*Exercise aim*
Sum up the two news reports below in two sentences.

*Selected passage*
☆ ☆ ☆

Reuters (“KOIZUMI REPORTEDLY PLANS TO APOLOGIZE TO NORTH KOREA, MAY INVITE LEADER TO JAPAN,” Tokyo, 08/04/02) and Agence France-Presse (“‘DIALOGUE’ WITH NORTH KOREA DEPENDS ON ABDUCTION ISSUE: KOIZUMI,” 08/04/02) reported that the DPRK will have to resolve allegations that it kidnapped a number of Japanese nationals in the 1970s and 1980s if it wants to forge “political dialogue” with Japan, Prime Minister Junichiro Koizumi warned. Speaking at the Earth Summit in the run-up to a historic visit to the DPRK later this month, he said he had told the DPRK that the abductions were “a grave issue for the Japanese people.” The DPRK had been told that “without addressing this issue we shall not be able to proceed to political negotiations or political dialogue,” he said. Koizumi, who was speaking at a press conference, said that Japan’s concern about the alleged kidnappings was “a discreet signal that we’ve been sending to the North Koreans.” He added, “the abduction issue and I’m sure numerous other issues will be laid on the table” during the September 17 visit. Koizumi announced the visit on August 30, saying he hoped his talks with DPRK leader Kim Jong-Il would spur normalization. It will be the first visit by a Japanese premier to the DPRK, with which Japan has never established diplomatic relations.

7. ROK DPRK Ship Raising

Reuters (“SOUTH KOREA TO DISPLAY SHIP WRECKED IN CLASH WITH NORTH KOREA,” Seoul, 08/04/02) reported that the ROK will display the patrol boat that was riddled with bullet holes in its deadly gunbattle with the DPRK in June to heighten sailors’ vigilance, officials said Wednesday. The 150-ton “Chamsuri 357” will be displayed at the 2nd Naval Fleet Command in Pyongtaek on the west coast. The boat was salvaged last month, eight weeks after it sank in the June 29 clash that killed five ROK sailors. The DPRK acknowledged an unspecified number of casualties. With its hull pockmarked by hundreds of bullet holes and four soccer ball-sized shell holes, the boat proved irreparable, military engineers said. “We decided to display the ship to show our determination to guard the Northern Limit Line,” a Navy official said. The official declined to be named.

☆ ☆ ☆

*Record set*
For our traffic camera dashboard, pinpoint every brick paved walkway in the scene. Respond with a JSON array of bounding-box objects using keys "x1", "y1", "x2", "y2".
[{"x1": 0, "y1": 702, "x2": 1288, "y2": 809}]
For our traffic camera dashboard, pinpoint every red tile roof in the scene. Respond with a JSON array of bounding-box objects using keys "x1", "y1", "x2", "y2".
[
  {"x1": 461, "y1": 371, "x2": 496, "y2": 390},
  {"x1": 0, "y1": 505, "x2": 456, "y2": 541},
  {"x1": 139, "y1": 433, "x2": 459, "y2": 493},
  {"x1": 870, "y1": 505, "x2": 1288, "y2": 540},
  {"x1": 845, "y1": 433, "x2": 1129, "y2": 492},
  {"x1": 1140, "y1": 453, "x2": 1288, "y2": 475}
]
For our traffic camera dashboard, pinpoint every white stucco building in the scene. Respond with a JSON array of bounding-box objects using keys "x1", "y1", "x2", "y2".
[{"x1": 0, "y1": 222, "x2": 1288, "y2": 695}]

☆ ☆ ☆

*Answer*
Japanese Prime Minister Junichiro Koizumi warned that North Korea must resolve allegations that it kidnapped Japanese nationals in the 1970s and 1980s before political dialogue can go forward, ahead of his September 17 visit, the first by a Japanese premier to the country. South Korea will display the patrol boat "Chamsuri 357," riddled with bullet holes in the June 29 clash with North Korea that killed five South Korean sailors, at the 2nd Naval Fleet Command in Pyongtaek to heighten sailors' vigilance and show its resolve to guard the Northern Limit Line.